> [Activity]
The answer must consist of every line in the data below that holds the word "pine".

> [Supplied material]
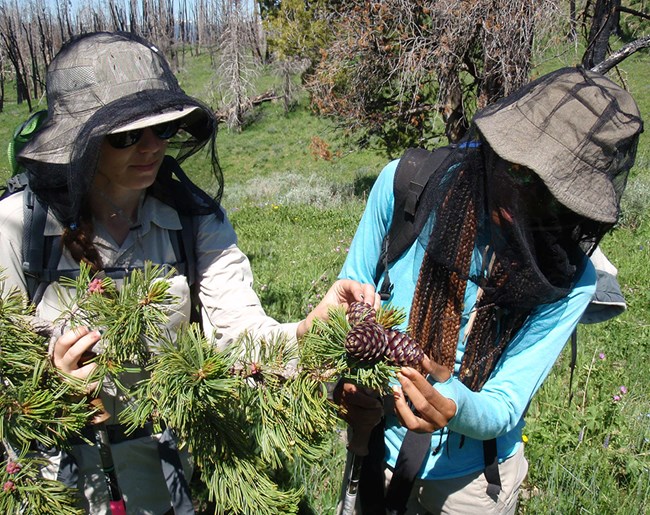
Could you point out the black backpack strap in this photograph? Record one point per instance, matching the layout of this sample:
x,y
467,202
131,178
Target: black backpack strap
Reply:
x,y
413,172
36,250
412,454
491,467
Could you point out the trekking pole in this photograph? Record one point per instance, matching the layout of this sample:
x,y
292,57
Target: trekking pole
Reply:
x,y
349,496
357,450
116,500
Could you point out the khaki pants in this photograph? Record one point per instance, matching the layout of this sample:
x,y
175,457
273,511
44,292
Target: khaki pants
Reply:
x,y
467,495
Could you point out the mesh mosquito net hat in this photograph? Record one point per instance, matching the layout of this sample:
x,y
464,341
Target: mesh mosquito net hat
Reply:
x,y
577,130
102,83
535,186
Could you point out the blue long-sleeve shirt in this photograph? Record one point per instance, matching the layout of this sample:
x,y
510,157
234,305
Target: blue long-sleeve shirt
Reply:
x,y
497,410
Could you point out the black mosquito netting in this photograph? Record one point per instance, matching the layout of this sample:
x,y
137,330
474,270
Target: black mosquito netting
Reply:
x,y
62,159
532,252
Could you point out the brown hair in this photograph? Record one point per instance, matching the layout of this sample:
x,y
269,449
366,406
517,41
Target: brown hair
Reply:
x,y
78,239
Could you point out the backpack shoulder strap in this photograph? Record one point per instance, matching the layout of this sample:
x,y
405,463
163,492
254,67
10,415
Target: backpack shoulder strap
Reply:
x,y
40,253
413,172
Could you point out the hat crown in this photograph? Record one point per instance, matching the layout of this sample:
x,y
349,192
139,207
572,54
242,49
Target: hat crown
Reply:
x,y
577,130
98,69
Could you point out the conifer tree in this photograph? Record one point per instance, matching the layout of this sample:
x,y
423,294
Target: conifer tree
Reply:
x,y
243,413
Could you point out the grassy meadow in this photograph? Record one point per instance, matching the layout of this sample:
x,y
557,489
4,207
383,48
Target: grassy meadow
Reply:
x,y
294,189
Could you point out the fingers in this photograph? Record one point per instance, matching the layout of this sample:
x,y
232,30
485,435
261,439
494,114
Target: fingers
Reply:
x,y
434,410
349,291
438,372
71,350
406,417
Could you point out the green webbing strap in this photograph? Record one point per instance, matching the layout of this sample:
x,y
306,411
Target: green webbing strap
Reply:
x,y
22,135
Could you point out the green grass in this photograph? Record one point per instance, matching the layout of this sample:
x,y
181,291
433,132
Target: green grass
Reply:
x,y
295,189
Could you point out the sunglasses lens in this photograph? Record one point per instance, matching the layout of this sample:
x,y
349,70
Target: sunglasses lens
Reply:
x,y
127,138
166,130
124,139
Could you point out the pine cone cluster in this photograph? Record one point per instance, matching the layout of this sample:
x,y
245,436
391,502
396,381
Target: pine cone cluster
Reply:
x,y
369,341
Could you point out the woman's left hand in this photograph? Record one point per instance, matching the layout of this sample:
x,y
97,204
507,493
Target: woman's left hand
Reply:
x,y
434,410
343,292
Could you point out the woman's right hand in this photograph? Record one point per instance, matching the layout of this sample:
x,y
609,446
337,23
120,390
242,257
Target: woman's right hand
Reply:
x,y
71,351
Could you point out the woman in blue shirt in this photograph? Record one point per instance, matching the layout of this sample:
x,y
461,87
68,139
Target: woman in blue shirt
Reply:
x,y
496,281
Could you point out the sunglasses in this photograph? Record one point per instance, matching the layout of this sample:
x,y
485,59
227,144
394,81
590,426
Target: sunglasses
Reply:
x,y
126,139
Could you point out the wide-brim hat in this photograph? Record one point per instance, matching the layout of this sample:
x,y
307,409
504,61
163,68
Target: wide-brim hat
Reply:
x,y
577,130
118,74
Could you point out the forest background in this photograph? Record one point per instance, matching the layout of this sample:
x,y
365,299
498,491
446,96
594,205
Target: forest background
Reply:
x,y
315,97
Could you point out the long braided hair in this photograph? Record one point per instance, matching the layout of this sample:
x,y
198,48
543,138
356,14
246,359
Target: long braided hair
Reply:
x,y
530,249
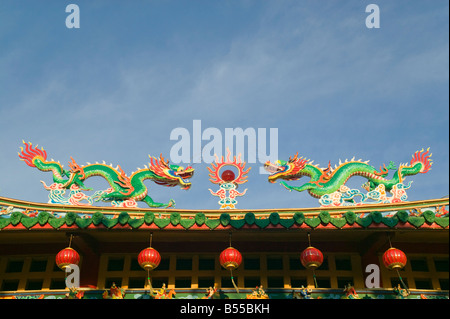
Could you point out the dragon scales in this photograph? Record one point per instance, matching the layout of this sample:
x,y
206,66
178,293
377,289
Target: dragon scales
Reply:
x,y
328,182
124,190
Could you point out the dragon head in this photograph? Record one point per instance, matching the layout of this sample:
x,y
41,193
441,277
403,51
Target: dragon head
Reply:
x,y
287,170
170,175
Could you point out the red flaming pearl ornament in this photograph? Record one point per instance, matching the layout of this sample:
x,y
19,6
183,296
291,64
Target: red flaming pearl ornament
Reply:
x,y
311,258
149,258
228,176
394,258
230,258
66,257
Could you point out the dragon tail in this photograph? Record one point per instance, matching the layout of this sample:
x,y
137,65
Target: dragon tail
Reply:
x,y
30,154
424,159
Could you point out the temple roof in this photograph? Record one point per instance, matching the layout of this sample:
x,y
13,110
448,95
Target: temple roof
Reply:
x,y
428,214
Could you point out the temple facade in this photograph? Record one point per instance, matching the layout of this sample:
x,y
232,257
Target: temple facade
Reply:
x,y
352,240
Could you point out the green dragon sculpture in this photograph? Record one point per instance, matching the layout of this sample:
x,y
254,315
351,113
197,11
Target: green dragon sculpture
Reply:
x,y
326,181
122,189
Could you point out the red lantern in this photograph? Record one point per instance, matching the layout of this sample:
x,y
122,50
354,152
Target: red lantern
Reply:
x,y
66,257
228,176
149,258
394,258
311,258
230,258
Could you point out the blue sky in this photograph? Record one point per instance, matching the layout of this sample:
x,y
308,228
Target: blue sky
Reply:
x,y
115,88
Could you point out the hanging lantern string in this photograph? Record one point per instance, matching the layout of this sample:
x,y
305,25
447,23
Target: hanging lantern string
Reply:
x,y
398,273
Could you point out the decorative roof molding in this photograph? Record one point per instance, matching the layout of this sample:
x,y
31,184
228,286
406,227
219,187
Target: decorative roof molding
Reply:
x,y
431,214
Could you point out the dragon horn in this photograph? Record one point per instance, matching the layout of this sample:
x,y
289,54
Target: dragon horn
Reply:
x,y
166,163
293,159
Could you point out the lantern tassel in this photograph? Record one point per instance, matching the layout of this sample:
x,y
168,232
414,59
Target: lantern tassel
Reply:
x,y
232,280
149,282
401,280
315,279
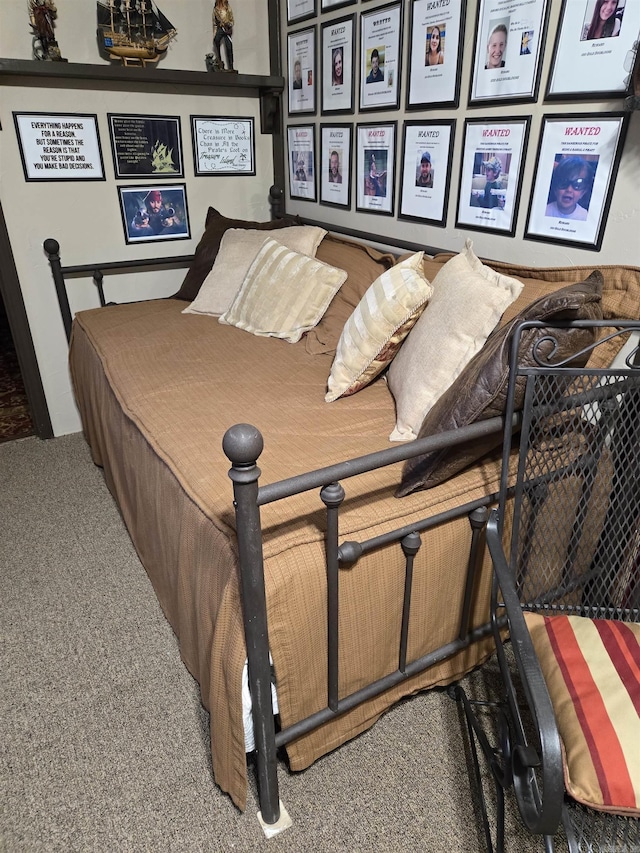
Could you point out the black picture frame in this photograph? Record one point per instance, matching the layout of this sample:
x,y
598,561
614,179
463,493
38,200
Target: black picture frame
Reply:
x,y
571,207
223,145
142,224
426,199
438,86
338,38
146,146
490,201
59,146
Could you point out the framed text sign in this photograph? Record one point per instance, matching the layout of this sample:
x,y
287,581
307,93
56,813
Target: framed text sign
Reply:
x,y
223,145
59,147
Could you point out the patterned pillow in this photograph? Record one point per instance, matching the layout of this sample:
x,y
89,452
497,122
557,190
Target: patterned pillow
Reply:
x,y
284,293
375,330
592,671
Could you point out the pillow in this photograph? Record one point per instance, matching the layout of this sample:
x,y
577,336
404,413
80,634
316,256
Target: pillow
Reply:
x,y
363,264
468,300
238,248
207,249
284,293
600,726
480,391
375,330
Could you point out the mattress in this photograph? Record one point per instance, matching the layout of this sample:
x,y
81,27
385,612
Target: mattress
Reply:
x,y
156,390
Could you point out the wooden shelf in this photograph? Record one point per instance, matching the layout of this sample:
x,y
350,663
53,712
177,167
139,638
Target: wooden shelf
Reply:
x,y
215,82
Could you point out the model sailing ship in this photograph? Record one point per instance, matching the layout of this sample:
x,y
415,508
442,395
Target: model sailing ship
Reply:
x,y
134,31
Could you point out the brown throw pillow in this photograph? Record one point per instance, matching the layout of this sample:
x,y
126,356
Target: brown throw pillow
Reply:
x,y
207,249
480,390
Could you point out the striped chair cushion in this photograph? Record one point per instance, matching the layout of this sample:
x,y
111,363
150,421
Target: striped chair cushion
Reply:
x,y
377,327
592,671
284,293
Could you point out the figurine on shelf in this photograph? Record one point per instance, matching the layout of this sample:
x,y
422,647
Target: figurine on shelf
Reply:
x,y
222,31
42,15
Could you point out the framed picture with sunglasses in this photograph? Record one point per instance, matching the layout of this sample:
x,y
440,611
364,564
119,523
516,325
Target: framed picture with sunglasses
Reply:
x,y
578,158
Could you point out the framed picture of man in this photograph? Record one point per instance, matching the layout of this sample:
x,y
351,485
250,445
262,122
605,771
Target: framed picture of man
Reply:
x,y
375,167
578,158
508,50
380,55
302,162
335,172
301,54
338,60
427,151
435,56
592,43
491,174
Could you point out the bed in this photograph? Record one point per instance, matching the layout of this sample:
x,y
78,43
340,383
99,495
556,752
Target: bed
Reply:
x,y
341,594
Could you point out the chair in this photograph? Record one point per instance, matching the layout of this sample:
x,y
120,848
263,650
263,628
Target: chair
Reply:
x,y
565,547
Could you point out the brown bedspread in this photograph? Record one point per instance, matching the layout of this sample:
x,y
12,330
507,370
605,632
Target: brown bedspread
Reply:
x,y
156,390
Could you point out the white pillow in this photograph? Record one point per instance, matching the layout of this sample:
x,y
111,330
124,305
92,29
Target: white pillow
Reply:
x,y
377,326
468,300
284,293
238,248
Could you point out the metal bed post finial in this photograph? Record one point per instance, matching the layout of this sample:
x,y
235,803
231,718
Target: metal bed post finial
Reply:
x,y
243,444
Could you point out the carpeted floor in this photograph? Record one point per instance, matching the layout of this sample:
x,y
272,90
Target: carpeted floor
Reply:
x,y
105,745
15,418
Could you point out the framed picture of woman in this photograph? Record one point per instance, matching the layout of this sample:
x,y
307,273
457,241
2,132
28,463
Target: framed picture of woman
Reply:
x,y
593,40
508,53
338,58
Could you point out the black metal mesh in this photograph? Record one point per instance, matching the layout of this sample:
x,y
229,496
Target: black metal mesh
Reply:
x,y
576,514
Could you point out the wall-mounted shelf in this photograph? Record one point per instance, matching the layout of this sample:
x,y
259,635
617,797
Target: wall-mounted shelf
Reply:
x,y
220,83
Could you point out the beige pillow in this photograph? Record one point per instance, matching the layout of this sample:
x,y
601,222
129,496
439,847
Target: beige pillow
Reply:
x,y
467,303
284,293
238,248
379,323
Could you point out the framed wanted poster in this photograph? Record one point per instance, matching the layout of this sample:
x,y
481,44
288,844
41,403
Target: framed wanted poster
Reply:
x,y
427,151
435,55
338,58
301,54
302,162
508,52
592,43
335,171
578,158
491,174
375,167
59,147
380,54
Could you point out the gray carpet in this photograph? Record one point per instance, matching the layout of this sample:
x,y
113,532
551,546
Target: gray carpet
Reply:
x,y
105,743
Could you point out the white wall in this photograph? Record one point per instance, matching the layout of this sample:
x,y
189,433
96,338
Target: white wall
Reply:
x,y
621,243
85,216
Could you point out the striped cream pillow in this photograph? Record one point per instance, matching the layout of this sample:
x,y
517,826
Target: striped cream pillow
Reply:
x,y
284,293
379,323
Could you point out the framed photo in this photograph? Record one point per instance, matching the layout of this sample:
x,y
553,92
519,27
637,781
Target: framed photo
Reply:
x,y
300,10
59,146
152,213
301,54
491,174
592,42
335,171
338,65
302,162
146,146
375,167
223,145
380,56
427,151
508,52
578,158
435,55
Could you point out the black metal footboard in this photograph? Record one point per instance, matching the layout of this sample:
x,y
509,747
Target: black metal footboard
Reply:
x,y
243,445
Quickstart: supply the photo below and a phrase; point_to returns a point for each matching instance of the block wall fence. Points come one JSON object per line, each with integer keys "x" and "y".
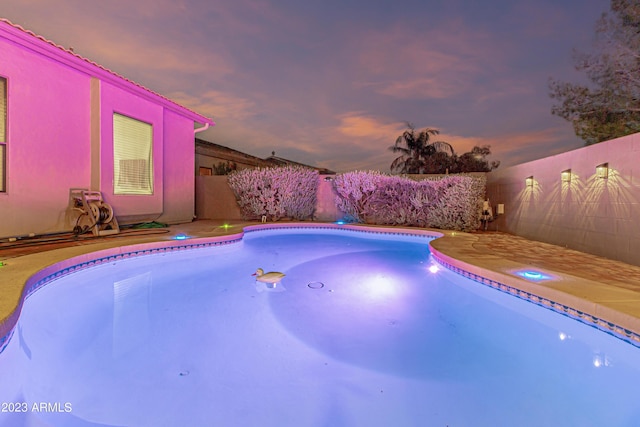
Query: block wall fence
{"x": 595, "y": 215}
{"x": 585, "y": 212}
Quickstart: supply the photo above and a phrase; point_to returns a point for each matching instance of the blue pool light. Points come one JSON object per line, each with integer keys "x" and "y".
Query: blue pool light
{"x": 533, "y": 275}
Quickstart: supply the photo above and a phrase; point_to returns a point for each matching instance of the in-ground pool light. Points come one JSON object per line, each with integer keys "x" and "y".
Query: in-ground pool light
{"x": 533, "y": 275}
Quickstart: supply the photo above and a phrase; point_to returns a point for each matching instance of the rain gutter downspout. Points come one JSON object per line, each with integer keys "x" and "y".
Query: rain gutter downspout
{"x": 202, "y": 129}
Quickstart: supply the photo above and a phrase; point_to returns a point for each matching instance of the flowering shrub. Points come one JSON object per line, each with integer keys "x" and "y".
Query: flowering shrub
{"x": 354, "y": 190}
{"x": 281, "y": 192}
{"x": 450, "y": 202}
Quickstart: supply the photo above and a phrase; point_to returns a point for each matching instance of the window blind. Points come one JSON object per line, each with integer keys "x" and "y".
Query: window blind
{"x": 132, "y": 156}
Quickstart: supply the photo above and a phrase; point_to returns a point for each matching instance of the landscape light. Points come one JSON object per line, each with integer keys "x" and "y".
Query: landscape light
{"x": 529, "y": 181}
{"x": 602, "y": 171}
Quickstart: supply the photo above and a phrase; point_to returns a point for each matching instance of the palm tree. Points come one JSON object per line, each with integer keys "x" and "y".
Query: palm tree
{"x": 415, "y": 149}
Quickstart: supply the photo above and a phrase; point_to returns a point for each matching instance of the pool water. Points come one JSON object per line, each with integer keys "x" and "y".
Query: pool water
{"x": 364, "y": 330}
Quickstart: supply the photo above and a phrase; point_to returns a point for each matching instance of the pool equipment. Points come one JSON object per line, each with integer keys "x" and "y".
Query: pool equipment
{"x": 95, "y": 214}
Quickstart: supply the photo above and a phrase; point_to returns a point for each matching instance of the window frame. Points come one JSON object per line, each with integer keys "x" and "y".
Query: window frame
{"x": 144, "y": 177}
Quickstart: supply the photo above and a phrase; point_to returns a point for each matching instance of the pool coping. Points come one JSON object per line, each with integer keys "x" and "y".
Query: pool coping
{"x": 620, "y": 325}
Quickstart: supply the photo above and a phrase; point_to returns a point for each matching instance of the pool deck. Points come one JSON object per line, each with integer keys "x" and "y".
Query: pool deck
{"x": 600, "y": 287}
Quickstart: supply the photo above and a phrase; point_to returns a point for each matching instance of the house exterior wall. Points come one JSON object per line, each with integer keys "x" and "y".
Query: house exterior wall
{"x": 116, "y": 100}
{"x": 48, "y": 131}
{"x": 598, "y": 216}
{"x": 178, "y": 179}
{"x": 60, "y": 136}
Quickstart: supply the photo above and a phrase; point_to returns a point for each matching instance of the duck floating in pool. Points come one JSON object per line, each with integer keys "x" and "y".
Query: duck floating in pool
{"x": 272, "y": 277}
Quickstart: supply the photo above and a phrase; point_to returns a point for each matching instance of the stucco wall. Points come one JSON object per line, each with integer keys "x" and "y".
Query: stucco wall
{"x": 598, "y": 216}
{"x": 48, "y": 134}
{"x": 60, "y": 136}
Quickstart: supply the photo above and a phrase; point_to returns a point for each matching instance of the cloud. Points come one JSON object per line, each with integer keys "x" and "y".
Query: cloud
{"x": 439, "y": 62}
{"x": 220, "y": 105}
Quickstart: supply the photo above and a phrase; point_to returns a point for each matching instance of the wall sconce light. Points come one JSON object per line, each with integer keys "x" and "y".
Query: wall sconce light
{"x": 602, "y": 171}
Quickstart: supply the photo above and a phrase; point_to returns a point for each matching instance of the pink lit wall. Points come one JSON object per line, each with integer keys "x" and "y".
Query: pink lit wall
{"x": 48, "y": 147}
{"x": 589, "y": 214}
{"x": 116, "y": 100}
{"x": 60, "y": 136}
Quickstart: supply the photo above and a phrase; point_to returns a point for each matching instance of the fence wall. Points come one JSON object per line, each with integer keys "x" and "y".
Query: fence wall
{"x": 590, "y": 214}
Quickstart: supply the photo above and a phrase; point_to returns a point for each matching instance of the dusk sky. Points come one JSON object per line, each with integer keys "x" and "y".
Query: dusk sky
{"x": 330, "y": 83}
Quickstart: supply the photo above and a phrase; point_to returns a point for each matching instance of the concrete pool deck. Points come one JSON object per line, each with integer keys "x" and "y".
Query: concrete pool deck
{"x": 607, "y": 289}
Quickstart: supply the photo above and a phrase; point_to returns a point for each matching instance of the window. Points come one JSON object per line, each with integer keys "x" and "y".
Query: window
{"x": 3, "y": 134}
{"x": 132, "y": 156}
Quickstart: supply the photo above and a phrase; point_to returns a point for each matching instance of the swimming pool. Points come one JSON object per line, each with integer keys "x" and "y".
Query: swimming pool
{"x": 365, "y": 329}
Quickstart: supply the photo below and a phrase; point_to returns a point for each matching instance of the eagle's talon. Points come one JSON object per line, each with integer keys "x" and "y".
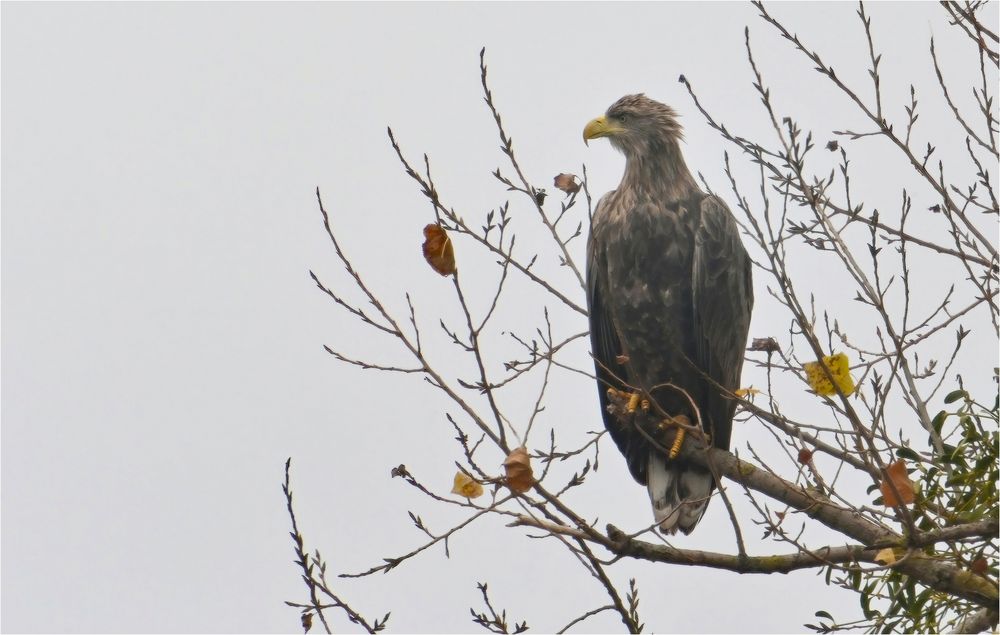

> [Exercise output]
Could you point out the pine cone cluster in this photograph? Record one point per instance, matching the layout of this sample:
Target: pine cone cluster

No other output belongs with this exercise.